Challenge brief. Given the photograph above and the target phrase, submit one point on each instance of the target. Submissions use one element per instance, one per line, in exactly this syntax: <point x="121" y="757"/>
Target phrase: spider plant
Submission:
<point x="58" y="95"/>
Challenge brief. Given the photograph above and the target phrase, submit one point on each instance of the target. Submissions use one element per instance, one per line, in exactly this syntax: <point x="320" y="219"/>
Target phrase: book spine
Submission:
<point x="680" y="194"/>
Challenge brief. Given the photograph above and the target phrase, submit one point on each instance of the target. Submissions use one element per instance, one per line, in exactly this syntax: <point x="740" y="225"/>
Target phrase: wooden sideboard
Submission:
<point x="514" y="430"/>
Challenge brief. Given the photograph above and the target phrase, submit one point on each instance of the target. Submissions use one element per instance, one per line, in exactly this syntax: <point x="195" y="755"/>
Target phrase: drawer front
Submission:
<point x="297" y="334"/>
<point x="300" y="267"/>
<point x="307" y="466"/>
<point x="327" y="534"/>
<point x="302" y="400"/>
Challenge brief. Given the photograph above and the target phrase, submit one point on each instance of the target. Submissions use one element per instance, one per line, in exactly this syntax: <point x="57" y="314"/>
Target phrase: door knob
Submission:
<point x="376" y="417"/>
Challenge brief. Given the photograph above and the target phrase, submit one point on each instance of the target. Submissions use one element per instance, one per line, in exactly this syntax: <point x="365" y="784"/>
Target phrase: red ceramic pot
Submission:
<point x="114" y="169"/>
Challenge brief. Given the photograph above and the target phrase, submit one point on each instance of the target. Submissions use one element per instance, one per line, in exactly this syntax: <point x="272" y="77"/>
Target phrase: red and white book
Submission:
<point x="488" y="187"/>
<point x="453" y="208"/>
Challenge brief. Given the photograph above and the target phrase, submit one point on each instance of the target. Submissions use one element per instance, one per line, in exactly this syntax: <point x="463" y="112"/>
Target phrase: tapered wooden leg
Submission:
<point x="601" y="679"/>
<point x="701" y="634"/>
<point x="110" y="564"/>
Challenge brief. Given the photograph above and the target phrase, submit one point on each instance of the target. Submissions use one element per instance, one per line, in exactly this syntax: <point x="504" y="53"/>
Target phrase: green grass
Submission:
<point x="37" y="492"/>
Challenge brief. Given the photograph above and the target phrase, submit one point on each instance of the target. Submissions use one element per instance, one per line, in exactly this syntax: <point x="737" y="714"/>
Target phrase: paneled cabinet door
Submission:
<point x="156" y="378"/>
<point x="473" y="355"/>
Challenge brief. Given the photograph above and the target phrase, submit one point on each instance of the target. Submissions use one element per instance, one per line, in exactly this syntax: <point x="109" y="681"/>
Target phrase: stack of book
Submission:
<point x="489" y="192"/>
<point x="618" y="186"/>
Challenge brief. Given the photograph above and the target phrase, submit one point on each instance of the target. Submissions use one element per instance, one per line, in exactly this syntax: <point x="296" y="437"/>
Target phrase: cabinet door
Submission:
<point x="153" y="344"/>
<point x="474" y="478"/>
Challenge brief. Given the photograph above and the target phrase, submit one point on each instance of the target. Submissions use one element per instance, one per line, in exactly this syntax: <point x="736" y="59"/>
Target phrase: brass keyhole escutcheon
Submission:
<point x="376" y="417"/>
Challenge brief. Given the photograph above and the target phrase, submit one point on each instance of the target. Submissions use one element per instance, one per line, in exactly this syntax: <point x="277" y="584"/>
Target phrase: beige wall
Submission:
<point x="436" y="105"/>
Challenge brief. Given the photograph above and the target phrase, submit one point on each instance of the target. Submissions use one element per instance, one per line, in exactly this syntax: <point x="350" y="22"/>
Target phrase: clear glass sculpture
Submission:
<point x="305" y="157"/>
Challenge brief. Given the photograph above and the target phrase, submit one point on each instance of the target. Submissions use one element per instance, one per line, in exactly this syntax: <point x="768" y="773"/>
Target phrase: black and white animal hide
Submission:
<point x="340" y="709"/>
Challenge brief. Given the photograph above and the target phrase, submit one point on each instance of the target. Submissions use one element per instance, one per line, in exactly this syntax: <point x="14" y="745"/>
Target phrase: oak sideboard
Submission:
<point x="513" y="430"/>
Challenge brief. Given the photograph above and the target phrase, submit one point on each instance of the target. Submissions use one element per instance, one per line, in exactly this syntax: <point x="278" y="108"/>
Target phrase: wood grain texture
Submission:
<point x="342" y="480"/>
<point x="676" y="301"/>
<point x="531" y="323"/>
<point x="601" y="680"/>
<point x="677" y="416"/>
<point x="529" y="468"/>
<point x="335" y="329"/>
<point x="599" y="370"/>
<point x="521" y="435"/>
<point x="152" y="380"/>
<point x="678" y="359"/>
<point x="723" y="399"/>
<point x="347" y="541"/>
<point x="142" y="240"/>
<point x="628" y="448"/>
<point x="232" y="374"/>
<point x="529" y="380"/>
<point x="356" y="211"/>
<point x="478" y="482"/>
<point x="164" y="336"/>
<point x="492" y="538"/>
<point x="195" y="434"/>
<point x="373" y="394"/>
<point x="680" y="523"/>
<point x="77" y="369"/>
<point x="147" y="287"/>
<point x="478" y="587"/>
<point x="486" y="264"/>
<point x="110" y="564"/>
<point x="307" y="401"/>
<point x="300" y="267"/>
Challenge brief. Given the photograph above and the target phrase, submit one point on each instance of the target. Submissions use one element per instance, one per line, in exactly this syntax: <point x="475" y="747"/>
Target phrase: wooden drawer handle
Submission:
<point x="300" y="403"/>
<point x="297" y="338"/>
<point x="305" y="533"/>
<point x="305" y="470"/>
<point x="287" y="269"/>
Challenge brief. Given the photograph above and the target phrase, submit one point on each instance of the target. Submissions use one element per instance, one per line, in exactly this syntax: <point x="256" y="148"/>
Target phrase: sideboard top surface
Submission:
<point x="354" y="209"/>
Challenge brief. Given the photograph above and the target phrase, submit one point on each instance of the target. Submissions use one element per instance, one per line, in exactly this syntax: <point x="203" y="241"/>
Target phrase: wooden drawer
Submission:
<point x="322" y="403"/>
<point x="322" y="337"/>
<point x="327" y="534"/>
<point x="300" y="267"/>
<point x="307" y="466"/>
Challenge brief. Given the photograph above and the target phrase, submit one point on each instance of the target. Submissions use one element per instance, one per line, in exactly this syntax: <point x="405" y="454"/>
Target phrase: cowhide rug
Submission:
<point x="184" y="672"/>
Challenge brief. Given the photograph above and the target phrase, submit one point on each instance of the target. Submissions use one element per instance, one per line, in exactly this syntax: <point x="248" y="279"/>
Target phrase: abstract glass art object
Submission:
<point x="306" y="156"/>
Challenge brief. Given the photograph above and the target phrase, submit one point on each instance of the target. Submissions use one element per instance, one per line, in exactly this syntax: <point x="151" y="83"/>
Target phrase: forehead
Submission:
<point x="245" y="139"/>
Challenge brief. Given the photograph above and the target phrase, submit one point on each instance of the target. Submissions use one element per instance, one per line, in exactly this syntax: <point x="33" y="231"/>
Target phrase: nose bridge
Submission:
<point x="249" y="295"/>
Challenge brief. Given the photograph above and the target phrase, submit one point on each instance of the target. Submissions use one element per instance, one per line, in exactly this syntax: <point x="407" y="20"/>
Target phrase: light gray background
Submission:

☆ ☆ ☆ ☆ ☆

STATED PROBLEM >> Copy each line of the data exactly, leaving nothing out.

PROBLEM SOLUTION >>
Challenge brief. Given the photograph above and the target phrase, submit one point on each instance of the target. Submissions use one element per instance, one per line, in exactly this syntax: <point x="121" y="757"/>
Target phrase: spider plant
Submission:
<point x="58" y="95"/>
Challenge brief. Given the photograph above and the target phrase, submit one point on each instance of the target. Submissions use one element per instance, one per line, in exactly this syntax: <point x="320" y="219"/>
Target phrase: book spine
Submission:
<point x="680" y="194"/>
Challenge brief. Given the photograph above and the target phrase, submit one point on each instance of the target. Submissions use one element per instance, one per line, in exactly this syntax: <point x="740" y="225"/>
Target phrase: wooden sideboard
Submission:
<point x="514" y="430"/>
Challenge brief. Given the photograph above and the target phrase, submit one point on each instance of the target. Submissions use one element per instance, one per line, in exactly this syntax: <point x="195" y="755"/>
Target phrase: drawer front
Submission:
<point x="297" y="334"/>
<point x="300" y="267"/>
<point x="307" y="466"/>
<point x="327" y="534"/>
<point x="302" y="400"/>
Challenge brief. Given the photograph above and the target phrase, submit one point on each instance of the target. Submissions use one element per instance, one per line, in exactly this syntax: <point x="57" y="314"/>
Target phrase: door knob
Submission:
<point x="376" y="417"/>
Challenge brief. Given the photograph above and the target phrase, submit one point on each instance of the target. Submissions use one element per instance, one per line, in exactly this syntax: <point x="365" y="784"/>
Target phrase: red ceramic pot
Submission:
<point x="114" y="169"/>
Challenge brief. Given the photograph above and the target phrase, submit one point on each instance of the target. Submissions use one element per instance, one per line, in exactly this syntax: <point x="272" y="77"/>
Target phrase: red and white book
Submission:
<point x="488" y="187"/>
<point x="453" y="208"/>
Challenge brief. Given the photograph above and the target phrase, submit one point on each instance of the target. Submissions use one element per instance, one per line, in exactly this syntax: <point x="463" y="112"/>
Target phrase: tapered wooden leg
Submission:
<point x="601" y="679"/>
<point x="701" y="634"/>
<point x="110" y="564"/>
Challenge brief. Given the photograph above and the target phrase, submit one point on each instance of the target. Submissions use one element per instance, one per line, in exactly this syntax: <point x="504" y="53"/>
Target phrase: green grass
Submission:
<point x="37" y="492"/>
Challenge brief. Given the photograph above and the target phrase, submit one point on each instance of the target. Submissions use one element per instance, one per line, in exactly this syntax: <point x="737" y="714"/>
Target phrase: paneled cabinet door
Submission:
<point x="156" y="378"/>
<point x="473" y="355"/>
Challenge brief. Given the photograph above and the target phrase, submit one point on each instance of the target. Submissions use one element per instance, one per line, in exactly this syntax: <point x="109" y="681"/>
Target phrase: stack of book
Submission:
<point x="489" y="192"/>
<point x="618" y="186"/>
Challenge brief. Given the photograph above and the target phrase, submit one point on each instance of the target. Submissions use one element per instance, one per line, in exactly this syntax: <point x="296" y="437"/>
Target phrase: cabinet door
Submission:
<point x="153" y="344"/>
<point x="474" y="478"/>
Challenge brief. Given the photograph above and the target phrase, submit one point on each instance of the target. Submissions use one element per instance, one per line, in exactly this syntax: <point x="736" y="59"/>
Target phrase: brass keyhole escutcheon
Submission:
<point x="376" y="417"/>
Challenge brief. Given the photograph above and the target phrase, submit one point on each instance of the target. Submissions use one element per instance, one per line, in exactly this syntax: <point x="277" y="584"/>
Target phrase: beige wall
Submission:
<point x="436" y="105"/>
Challenge brief. Given the photograph above and the target phrase, submit one point on each instance of the target. Submissions use one element per instance, one per line, in exactly this syntax: <point x="350" y="22"/>
Target phrase: clear glass sculpture
Submission:
<point x="305" y="157"/>
Challenge brief. Given the photograph above and the target phrase, submit one point on each instance of the target. Submissions use one element per instance, one per line, in exactly this syntax: <point x="768" y="773"/>
Target phrase: black and white animal hide
Submission:
<point x="340" y="709"/>
Challenge brief. Given the photograph above and the target phrase, submit one point on each instance of the target. Submissions use one element per instance, one per line, in exactly this syntax: <point x="14" y="745"/>
Target phrase: oak sideboard
Submission:
<point x="513" y="430"/>
Challenge brief. Given the photograph above and the target phrase, submit one point on each instance of the target. Submissions use one element per instance, one per line, in exactly this syntax: <point x="278" y="108"/>
Target phrase: wood grain texture
Submission:
<point x="342" y="480"/>
<point x="676" y="301"/>
<point x="531" y="323"/>
<point x="601" y="680"/>
<point x="677" y="416"/>
<point x="529" y="468"/>
<point x="335" y="329"/>
<point x="599" y="370"/>
<point x="521" y="435"/>
<point x="152" y="380"/>
<point x="678" y="359"/>
<point x="723" y="399"/>
<point x="347" y="541"/>
<point x="142" y="240"/>
<point x="628" y="448"/>
<point x="232" y="374"/>
<point x="529" y="380"/>
<point x="356" y="211"/>
<point x="478" y="482"/>
<point x="164" y="336"/>
<point x="492" y="538"/>
<point x="195" y="434"/>
<point x="373" y="394"/>
<point x="680" y="523"/>
<point x="77" y="369"/>
<point x="147" y="287"/>
<point x="478" y="587"/>
<point x="486" y="264"/>
<point x="110" y="564"/>
<point x="307" y="401"/>
<point x="300" y="267"/>
Challenge brief. Given the photograph above and the target phrase, submit one point on each instance of the target. Submissions use one element per instance, one per line, in exactly this syntax: <point x="475" y="747"/>
Target phrase: wooden drawer handle
Submission:
<point x="300" y="403"/>
<point x="297" y="338"/>
<point x="305" y="533"/>
<point x="305" y="470"/>
<point x="287" y="269"/>
Challenge brief. Given the photograph above and the target phrase, submit one point on each instance of the target. Submissions use one element per instance, one per line, in exactly this syntax: <point x="256" y="148"/>
Target phrase: sideboard top surface
Submission:
<point x="354" y="209"/>
Challenge brief. Given the photograph above and the target phrase, submit one point on each instance of the target. Submissions use one element per instance, one per line, in exactly this syntax: <point x="203" y="241"/>
Target phrase: wooden drawer
Submission:
<point x="322" y="403"/>
<point x="322" y="337"/>
<point x="327" y="534"/>
<point x="300" y="267"/>
<point x="307" y="466"/>
Challenge brief. Given the photograph above and the target phrase, submit one point on each instance of the target. Submissions use one element per instance, one per line, in exactly this syntax: <point x="405" y="454"/>
Target phrase: cowhide rug
Submission:
<point x="184" y="672"/>
Challenge brief. Given the photograph above and the target phrase, submit one point on each instance of the target. Submissions use one element per instance, one per line, in exactly this syntax: <point x="248" y="279"/>
Target phrase: abstract glass art object
Submission:
<point x="306" y="156"/>
Challenge brief. Given the photograph above and the target phrase, submit one point on each instance of the target. Submissions use one element per instance, one per line, in exactly this syntax: <point x="151" y="83"/>
Target phrase: forehead
Submission:
<point x="245" y="139"/>
Challenge brief. Given the photograph above and the target phrase, submit one point on each instance of the target. Submissions use one element per instance, one per line, in exactly this syntax: <point x="33" y="231"/>
Target phrase: nose bridge
Submission:
<point x="249" y="295"/>
Challenge brief. Given the photograph above and the target phrase, submit one point on each instance of the target. Submissions use one element per instance, one per line, in exactly this syntax: <point x="407" y="20"/>
Target phrase: light gray background
Submission:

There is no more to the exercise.